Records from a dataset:
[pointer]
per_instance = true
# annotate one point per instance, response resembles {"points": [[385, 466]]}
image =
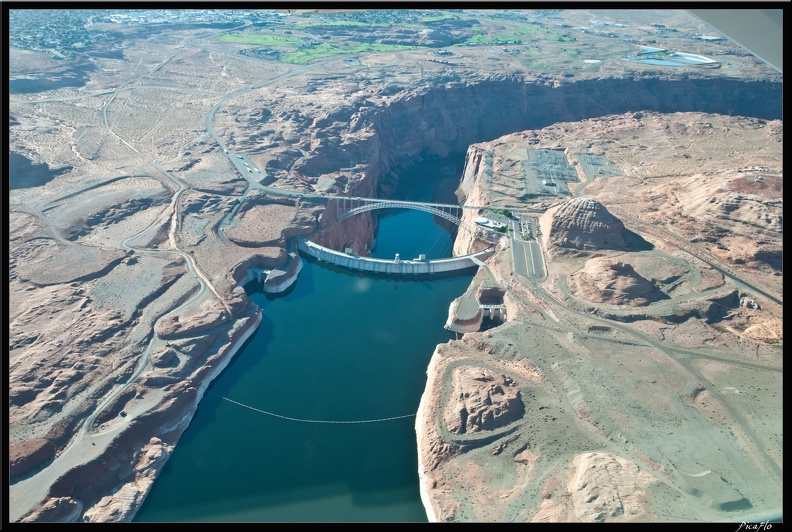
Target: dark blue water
{"points": [[338, 347]]}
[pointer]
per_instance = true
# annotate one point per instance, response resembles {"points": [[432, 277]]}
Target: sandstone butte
{"points": [[638, 380]]}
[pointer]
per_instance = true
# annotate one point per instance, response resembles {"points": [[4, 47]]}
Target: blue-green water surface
{"points": [[338, 347]]}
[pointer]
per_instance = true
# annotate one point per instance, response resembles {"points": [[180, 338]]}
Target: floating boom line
{"points": [[330, 422]]}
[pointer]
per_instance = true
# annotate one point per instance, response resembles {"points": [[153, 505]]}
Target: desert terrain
{"points": [[639, 379]]}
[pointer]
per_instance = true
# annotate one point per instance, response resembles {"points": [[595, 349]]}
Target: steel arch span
{"points": [[343, 215]]}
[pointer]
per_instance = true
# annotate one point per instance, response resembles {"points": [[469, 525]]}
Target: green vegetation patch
{"points": [[437, 18], [327, 50], [261, 39], [355, 23]]}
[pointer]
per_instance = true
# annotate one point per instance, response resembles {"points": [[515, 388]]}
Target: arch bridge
{"points": [[348, 207]]}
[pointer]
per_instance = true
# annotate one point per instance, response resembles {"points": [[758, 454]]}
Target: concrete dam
{"points": [[397, 265]]}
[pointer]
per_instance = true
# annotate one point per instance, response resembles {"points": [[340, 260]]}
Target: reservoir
{"points": [[314, 419]]}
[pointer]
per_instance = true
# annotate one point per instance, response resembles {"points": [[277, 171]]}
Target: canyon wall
{"points": [[447, 119]]}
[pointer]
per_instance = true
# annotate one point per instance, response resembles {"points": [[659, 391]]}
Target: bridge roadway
{"points": [[407, 204]]}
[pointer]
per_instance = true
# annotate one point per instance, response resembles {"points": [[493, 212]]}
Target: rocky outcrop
{"points": [[175, 326], [581, 223], [606, 487], [614, 282], [481, 400]]}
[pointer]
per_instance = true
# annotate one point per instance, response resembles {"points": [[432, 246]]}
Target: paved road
{"points": [[527, 260]]}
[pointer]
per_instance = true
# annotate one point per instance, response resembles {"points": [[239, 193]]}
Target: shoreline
{"points": [[231, 351], [419, 432]]}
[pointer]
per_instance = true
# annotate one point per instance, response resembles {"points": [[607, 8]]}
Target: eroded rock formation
{"points": [[481, 400], [581, 223]]}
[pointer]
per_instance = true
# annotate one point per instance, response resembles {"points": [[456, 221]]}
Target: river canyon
{"points": [[179, 175]]}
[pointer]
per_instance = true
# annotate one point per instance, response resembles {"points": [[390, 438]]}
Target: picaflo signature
{"points": [[755, 526]]}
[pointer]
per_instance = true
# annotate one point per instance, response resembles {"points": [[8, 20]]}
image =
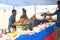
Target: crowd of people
{"points": [[33, 18]]}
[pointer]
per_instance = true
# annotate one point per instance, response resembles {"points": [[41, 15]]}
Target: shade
{"points": [[28, 2]]}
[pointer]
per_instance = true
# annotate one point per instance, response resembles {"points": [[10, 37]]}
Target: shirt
{"points": [[58, 18], [11, 20]]}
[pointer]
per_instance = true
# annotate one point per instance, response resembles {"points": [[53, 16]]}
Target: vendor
{"points": [[12, 20], [24, 14]]}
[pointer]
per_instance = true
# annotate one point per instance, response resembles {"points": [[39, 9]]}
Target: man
{"points": [[57, 22], [12, 20], [24, 14]]}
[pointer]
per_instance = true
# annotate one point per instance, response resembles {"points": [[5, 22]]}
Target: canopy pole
{"points": [[35, 10]]}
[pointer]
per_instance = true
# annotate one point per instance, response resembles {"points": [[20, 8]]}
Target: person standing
{"points": [[12, 20], [57, 12]]}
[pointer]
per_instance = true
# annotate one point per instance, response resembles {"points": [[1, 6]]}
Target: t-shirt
{"points": [[58, 17], [11, 20]]}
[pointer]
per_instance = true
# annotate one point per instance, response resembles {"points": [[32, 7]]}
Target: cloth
{"points": [[24, 16], [11, 21], [58, 17], [57, 34], [38, 36], [31, 24]]}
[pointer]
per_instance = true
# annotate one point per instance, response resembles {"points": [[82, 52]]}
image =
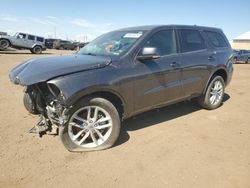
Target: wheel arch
{"points": [[114, 97], [7, 40], [219, 72]]}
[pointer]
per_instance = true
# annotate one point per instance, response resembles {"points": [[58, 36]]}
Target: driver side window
{"points": [[164, 42]]}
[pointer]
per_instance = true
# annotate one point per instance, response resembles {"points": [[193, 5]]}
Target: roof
{"points": [[150, 27], [244, 36]]}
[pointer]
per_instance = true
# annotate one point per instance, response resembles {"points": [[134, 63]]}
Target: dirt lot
{"points": [[177, 146]]}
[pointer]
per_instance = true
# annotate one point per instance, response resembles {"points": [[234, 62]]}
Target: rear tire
{"points": [[87, 120], [4, 44], [37, 50], [214, 95], [235, 60], [248, 61]]}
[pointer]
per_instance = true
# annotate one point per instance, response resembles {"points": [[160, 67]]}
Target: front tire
{"points": [[37, 50], [94, 124], [4, 44], [248, 61], [214, 95]]}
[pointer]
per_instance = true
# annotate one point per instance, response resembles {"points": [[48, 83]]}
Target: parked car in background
{"points": [[82, 44], [50, 43], [242, 56], [34, 43], [65, 45], [121, 74], [3, 33]]}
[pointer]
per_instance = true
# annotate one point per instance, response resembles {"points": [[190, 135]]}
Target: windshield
{"points": [[114, 43]]}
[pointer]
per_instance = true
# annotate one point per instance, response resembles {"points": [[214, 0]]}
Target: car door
{"points": [[21, 40], [30, 41], [196, 60], [157, 81]]}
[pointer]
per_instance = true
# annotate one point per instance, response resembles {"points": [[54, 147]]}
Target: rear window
{"points": [[216, 39], [191, 40], [31, 37], [39, 39]]}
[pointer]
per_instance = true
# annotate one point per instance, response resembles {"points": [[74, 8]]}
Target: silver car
{"points": [[34, 43]]}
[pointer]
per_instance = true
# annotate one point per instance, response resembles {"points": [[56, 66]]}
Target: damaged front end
{"points": [[45, 100]]}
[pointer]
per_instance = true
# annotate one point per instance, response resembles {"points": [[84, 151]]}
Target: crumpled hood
{"points": [[42, 69]]}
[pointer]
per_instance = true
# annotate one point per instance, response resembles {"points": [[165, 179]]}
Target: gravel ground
{"points": [[177, 146]]}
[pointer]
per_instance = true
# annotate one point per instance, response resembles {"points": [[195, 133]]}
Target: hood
{"points": [[43, 69]]}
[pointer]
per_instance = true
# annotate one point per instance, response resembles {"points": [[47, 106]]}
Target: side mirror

◆ WHAT IS REQUIRED:
What the answer needs is every record above, exactly as written, and no pictures.

◆ YOUR SOLUTION:
[pointer]
per_instance = true
# annotate one point per instance, response resembles {"points": [[385, 466]]}
image =
Target: dark blue water
{"points": [[338, 347]]}
[pointer]
per_instance = true
# annotate one point per instance, response resembles {"points": [[432, 277]]}
Target: sandstone butte
{"points": [[638, 380]]}
[pointer]
per_instance = true
# annotate one point per instance, response resembles {"points": [[4, 47]]}
Target: blue-green water surface
{"points": [[338, 347]]}
[pointer]
per_instance = true
# annotate one point per instance, response resembles {"points": [[180, 338]]}
Target: floating boom line
{"points": [[330, 422]]}
[pointer]
per_instance = true
# annotate one point per instance, response resembles {"points": [[153, 505]]}
Target: desert terrain
{"points": [[639, 379]]}
[pointer]
per_instance = true
# annotate one point per instance, response resembles {"points": [[595, 349]]}
Target: steel arch span
{"points": [[343, 215]]}
[pointer]
per_instance = true
# annotate one point per instance, response resembles {"points": [[469, 525]]}
Target: green vegetation patch
{"points": [[437, 18], [327, 50], [261, 39], [355, 23]]}
[pointer]
per_instance = true
# annotate one point per instance, response resembles {"points": [[515, 388]]}
Target: arch bridge
{"points": [[348, 207]]}
[pointer]
per_instance = true
# annotate one point per instance, response resembles {"points": [[758, 454]]}
Target: concrete dam
{"points": [[397, 265]]}
[pointer]
per_instance = true
# annotate one point per instance, response resembles {"points": [[340, 260]]}
Target: reservoir
{"points": [[314, 419]]}
[pointer]
per_instance = true
# annotate one point per instance, response resembles {"points": [[277, 171]]}
Target: canyon wall
{"points": [[447, 119]]}
[pointer]
per_instance = true
# annotate one point per instance, response resembles {"points": [[659, 391]]}
Target: bridge roadway
{"points": [[407, 204]]}
[pointer]
per_instance = true
# annotate one point per instance, response resembles {"points": [[493, 212]]}
Target: rocky outcrop
{"points": [[175, 326], [581, 223], [606, 487], [614, 282], [481, 400]]}
[pointer]
per_instance = true
# annotate one point per instance, response resembles {"points": [[432, 246]]}
Target: paved road
{"points": [[527, 260]]}
[pointer]
per_instance = true
# annotate one point per instance, response resembles {"points": [[239, 193]]}
Target: shoreline
{"points": [[231, 351], [419, 432]]}
[pointer]
per_instance = true
# annotate one point per instance, response resembles {"points": [[607, 8]]}
Target: eroded rock formation
{"points": [[481, 400], [581, 223]]}
[pointer]
per_instance = true
# annotate one point per instance, response resembles {"points": [[456, 221]]}
Target: river canyon
{"points": [[179, 175]]}
[pointer]
per_instance = true
# annotate one point per instance, response resembles {"points": [[390, 438]]}
Target: picaflo signature
{"points": [[755, 526]]}
[pointer]
per_instance = true
# annotate one point per instance, response resembles {"points": [[8, 20]]}
image =
Target: crowd of people
{"points": [[33, 18]]}
[pointer]
per_instance = true
# annotate one point per instance, response resembles {"points": [[41, 15]]}
Target: shade
{"points": [[28, 2]]}
[pointer]
per_instance = true
# annotate one point per instance, response resembles {"points": [[10, 37]]}
Target: shirt
{"points": [[58, 18], [11, 20]]}
[pointer]
per_instance = true
# annotate one point per instance, response resembles {"points": [[53, 16]]}
Target: vendor
{"points": [[12, 20], [24, 14]]}
[pointer]
per_instance = true
# annotate one point per instance, response resembles {"points": [[39, 9]]}
Target: man
{"points": [[57, 22], [12, 20], [24, 14]]}
[pointer]
per_instance = true
# annotate one point per instance, response resembles {"points": [[5, 22]]}
Target: canopy pole
{"points": [[35, 10]]}
[pointer]
per_instance = true
# annotate one point per instance, response resembles {"points": [[20, 8]]}
Target: person standing
{"points": [[12, 20], [57, 12]]}
[pointer]
per_instance = true
# annotate one point per instance, response resembles {"points": [[1, 6]]}
Target: t-shirt
{"points": [[58, 17], [11, 20]]}
[pointer]
per_instance = true
# annotate one point per instance, response resembles {"points": [[32, 7]]}
Target: cloth
{"points": [[24, 16], [11, 21], [58, 17], [57, 34], [38, 36], [31, 24]]}
[pointer]
per_instance = true
# annotate one point per instance, response resembles {"points": [[82, 52]]}
image =
Target: wheel arch
{"points": [[114, 97], [7, 40], [219, 72]]}
[pointer]
per_instance = true
# annotate one point per instance, response resembles {"points": [[58, 36]]}
Target: driver side window
{"points": [[164, 42]]}
[pointer]
per_instance = true
# annotate one point per instance, response resembles {"points": [[193, 5]]}
Target: roof
{"points": [[150, 27], [244, 36]]}
[pointer]
per_instance = true
# annotate one point per instance, response resembles {"points": [[134, 63]]}
Target: dirt lot
{"points": [[177, 146]]}
[pointer]
per_instance = true
# annotate one point per instance, response resembles {"points": [[234, 62]]}
Target: rear tire
{"points": [[87, 120], [4, 44], [37, 50], [214, 95], [235, 60], [248, 61]]}
[pointer]
per_instance = true
# annotate one point per instance, response resembles {"points": [[160, 67]]}
Target: front tire
{"points": [[37, 50], [94, 124], [4, 44], [248, 61], [214, 95]]}
[pointer]
per_instance = true
# annotate one point per instance, response resembles {"points": [[48, 83]]}
Target: parked car in background
{"points": [[82, 44], [50, 43], [242, 56], [34, 43], [65, 45], [121, 74], [3, 33]]}
[pointer]
per_instance = true
# annotate one point per instance, response resembles {"points": [[190, 135]]}
Target: windshield
{"points": [[114, 43]]}
[pointer]
per_instance = true
# annotate one point per instance, response resembles {"points": [[214, 0]]}
Target: car door
{"points": [[21, 40], [30, 41], [196, 60], [157, 81]]}
[pointer]
per_instance = true
# annotate one point per instance, response resembles {"points": [[54, 147]]}
Target: rear window
{"points": [[216, 39], [191, 40], [31, 37], [39, 39]]}
[pointer]
per_instance = true
# annotate one point per instance, response resembles {"points": [[74, 8]]}
Target: silver car
{"points": [[34, 43]]}
[pointer]
per_instance = true
# annotate one point per instance, response resembles {"points": [[56, 66]]}
Target: damaged front end
{"points": [[45, 100]]}
[pointer]
per_instance = true
# annotate one point per instance, response resembles {"points": [[84, 151]]}
Target: crumpled hood
{"points": [[42, 69]]}
[pointer]
per_instance = true
# annotate one point per instance, response resembles {"points": [[165, 179]]}
Target: gravel ground
{"points": [[177, 146]]}
[pointer]
per_instance = true
# annotate one point per instance, response resembles {"points": [[195, 133]]}
Target: hood
{"points": [[43, 69]]}
[pointer]
per_instance = true
# annotate one point per instance, response resembles {"points": [[47, 106]]}
Target: side mirror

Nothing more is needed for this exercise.